───── TRECHO DO TEXTO ─────

Na atual conjuntura sócio-jurídica, pessoas transgênero têm, por força cogente dos precedentes colacionados pelo Supremo Tribunal Federal no ordenamento jusconstitucional, o direito oponível de existir, a viver e a se portar da maneira que lhe for plausível (vide Tema 761 de Repercussão Geral; ADI 4.275; ADPF 572; ADO 26/MI 4.733;).

 

Todavia, apesar das pessoas transgênero terem a habilidade constitucionalmente preponderada de, em vida, ressignificar a sua identidade conforme os direitos de personalidade as permitem, este direito fundamental não é plenamente observado quando do seu óbito.

 

Apesar de compor uma minoria de 2% da população brasileira, convertido em números absolutos como 3 milhões de pessoas [1], a população trans é um dos segmentos mais atravessados pela violência no Brasil, levando ao lastimável recorde global do nosso País ser a nação que mais mata pessoas trans no mundo [2].

 

Isso versa diretamente sobre a difusão de direitos constitucionais assentados no processo de formulação que foi protagonizado pelo povo junto ao poder constituinte originário, pois o direito à vida tem estatura constitucional especialíssima na ordem jurídica pátria (artigo 5º, caput, CRFB), assim como os direitos à personalidade, à vida privada, à intimidade, à imagem e à honra dos cidadãos (artigo 5º, X, CRFB).

─────

__PROBLEMA PROPOSTO__.
Por favor, indique se cada afirmação a seguir está de acordo com o trecho do texto, respondendo sim ou não e citando literalmente as palavras do trecho que decidem a resposta. 1. A população trans corresponde a cerca de 2% da população brasileira. 2. O direito de pessoas transgênero de ressignificar a própria identidade é plenamente observado após o óbito. 3. Os direitos à imagem e à honra dos cidadãos estão situados no artigo 5º, caput, da CRFB.

───── LINHAS DE DADOS ─────

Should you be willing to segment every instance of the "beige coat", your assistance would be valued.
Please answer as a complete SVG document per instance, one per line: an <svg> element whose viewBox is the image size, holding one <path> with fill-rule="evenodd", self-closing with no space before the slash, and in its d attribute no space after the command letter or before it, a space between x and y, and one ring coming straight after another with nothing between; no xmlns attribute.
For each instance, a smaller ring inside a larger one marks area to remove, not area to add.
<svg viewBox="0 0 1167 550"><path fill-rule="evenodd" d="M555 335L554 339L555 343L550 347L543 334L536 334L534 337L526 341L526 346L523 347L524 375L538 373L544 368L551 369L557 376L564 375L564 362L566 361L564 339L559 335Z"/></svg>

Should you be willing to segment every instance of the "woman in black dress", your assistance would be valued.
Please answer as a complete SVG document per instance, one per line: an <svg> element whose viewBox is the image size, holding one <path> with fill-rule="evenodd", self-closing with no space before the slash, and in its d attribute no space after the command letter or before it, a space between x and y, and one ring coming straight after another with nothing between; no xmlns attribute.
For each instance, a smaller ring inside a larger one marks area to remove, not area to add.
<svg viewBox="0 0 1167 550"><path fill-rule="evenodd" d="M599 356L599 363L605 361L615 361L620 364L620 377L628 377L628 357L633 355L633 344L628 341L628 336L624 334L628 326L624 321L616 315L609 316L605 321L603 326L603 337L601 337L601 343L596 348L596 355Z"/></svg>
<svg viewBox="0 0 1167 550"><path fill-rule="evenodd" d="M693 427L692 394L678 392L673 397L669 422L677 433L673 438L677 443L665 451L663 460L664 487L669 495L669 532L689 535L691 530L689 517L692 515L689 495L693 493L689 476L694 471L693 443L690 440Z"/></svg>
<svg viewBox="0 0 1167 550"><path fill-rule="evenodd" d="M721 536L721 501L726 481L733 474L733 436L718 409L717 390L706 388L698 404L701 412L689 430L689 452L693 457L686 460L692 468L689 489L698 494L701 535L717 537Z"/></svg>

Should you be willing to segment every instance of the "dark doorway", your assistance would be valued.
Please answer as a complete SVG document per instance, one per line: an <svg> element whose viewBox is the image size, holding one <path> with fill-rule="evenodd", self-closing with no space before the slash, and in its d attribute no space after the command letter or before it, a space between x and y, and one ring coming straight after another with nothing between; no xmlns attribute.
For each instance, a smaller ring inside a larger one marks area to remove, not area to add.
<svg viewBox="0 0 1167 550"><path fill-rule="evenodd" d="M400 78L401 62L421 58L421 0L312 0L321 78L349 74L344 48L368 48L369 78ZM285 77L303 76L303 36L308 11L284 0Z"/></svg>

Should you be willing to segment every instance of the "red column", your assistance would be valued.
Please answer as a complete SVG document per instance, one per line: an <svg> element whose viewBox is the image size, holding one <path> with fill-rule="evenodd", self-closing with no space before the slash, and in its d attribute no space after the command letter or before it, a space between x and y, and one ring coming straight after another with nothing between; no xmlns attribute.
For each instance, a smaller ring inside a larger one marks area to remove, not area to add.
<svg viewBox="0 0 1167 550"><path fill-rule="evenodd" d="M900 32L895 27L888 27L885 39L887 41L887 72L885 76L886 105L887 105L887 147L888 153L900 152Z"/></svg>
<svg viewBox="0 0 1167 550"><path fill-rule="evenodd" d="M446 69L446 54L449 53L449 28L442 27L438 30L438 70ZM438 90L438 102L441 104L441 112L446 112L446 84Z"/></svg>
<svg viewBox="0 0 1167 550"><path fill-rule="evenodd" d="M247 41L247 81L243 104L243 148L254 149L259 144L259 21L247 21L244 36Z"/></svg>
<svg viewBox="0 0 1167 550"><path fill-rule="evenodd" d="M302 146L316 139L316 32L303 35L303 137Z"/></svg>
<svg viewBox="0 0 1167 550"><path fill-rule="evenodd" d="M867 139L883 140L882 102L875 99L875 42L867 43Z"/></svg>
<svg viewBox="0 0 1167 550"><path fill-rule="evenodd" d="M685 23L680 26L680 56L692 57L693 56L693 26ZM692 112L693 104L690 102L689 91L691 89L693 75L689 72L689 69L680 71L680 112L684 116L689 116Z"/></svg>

─────

__RESPOSTA ESCRITA__.
1. Sim: "compor uma minoria de 2% da população brasileira".
2. Não: "este direito fundamental não é plenamente observado quando do seu óbito".
3. Não: "à imagem e à honra dos cidadãos (artigo 5º, X, CRFB)".